Dataset entries
- Opening Delimiter -

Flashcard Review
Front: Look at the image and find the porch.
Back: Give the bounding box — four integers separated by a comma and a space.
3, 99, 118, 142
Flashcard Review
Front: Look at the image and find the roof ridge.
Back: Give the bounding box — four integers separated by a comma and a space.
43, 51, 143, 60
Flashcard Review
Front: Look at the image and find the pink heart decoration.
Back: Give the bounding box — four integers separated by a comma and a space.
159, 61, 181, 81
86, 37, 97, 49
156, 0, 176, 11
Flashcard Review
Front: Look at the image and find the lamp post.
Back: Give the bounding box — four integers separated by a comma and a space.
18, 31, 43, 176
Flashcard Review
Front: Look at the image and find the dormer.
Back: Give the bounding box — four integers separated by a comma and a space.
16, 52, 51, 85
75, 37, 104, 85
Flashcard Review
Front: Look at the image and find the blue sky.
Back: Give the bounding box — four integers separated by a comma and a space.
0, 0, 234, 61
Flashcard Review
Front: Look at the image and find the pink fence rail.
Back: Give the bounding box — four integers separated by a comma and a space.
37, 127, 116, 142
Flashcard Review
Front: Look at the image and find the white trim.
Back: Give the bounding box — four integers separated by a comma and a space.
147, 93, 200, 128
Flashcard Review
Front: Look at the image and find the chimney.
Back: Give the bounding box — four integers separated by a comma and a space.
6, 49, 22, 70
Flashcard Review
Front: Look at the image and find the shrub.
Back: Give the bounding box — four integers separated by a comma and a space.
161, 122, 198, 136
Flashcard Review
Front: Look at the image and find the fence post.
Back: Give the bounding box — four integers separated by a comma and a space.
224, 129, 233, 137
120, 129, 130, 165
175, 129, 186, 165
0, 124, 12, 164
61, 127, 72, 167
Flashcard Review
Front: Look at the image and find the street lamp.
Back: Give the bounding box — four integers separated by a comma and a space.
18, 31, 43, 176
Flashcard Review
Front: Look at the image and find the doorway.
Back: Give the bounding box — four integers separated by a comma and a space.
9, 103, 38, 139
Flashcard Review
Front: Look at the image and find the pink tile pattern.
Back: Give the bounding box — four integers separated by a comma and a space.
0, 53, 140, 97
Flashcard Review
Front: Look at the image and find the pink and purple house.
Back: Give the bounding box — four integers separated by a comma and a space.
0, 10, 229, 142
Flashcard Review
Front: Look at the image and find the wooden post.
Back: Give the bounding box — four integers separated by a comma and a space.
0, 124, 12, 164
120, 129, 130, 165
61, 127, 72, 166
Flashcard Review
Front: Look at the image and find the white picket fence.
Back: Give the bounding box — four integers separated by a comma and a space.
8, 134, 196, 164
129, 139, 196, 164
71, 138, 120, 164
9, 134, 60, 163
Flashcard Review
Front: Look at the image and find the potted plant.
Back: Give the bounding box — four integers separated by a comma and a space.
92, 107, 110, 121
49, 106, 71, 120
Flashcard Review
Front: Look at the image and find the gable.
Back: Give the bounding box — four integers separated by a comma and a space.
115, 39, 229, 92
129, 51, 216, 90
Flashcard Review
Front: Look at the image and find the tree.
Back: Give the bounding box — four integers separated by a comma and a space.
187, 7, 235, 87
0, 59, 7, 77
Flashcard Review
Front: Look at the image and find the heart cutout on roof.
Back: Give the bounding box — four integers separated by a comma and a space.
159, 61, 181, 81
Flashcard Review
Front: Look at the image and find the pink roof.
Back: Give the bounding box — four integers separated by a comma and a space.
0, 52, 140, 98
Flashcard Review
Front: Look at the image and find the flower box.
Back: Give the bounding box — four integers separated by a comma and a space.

- Closing Delimiter -

● **Exercise brief**
From the entries above, restate word for word the lines from the line containing "Front: Look at the image and find the chimney." to the line containing "Front: Look at the image and find the doorway.", both ends included, and nothing more.

● **Task result**
Front: Look at the image and find the chimney.
Back: Give the bounding box — four integers separated by a comma and a space.
6, 49, 22, 70
Flashcard Review
Front: Look at the image and find the shrub.
Back: Give the bounding box — four integers separated by a comma and a space.
161, 122, 198, 136
Flashcard Review
Front: Look at the image and find the fence post.
Back: Give the bounding box — four integers separated by a comma and a space.
224, 129, 233, 137
120, 129, 130, 165
175, 129, 186, 165
0, 124, 12, 164
61, 127, 72, 167
Flashcard Review
Front: Look at the image and find the street lamp.
Back: Give the bounding box — four integers separated by a comma and a space.
18, 31, 43, 176
Flashcard Review
Front: Look at the image and find the doorway.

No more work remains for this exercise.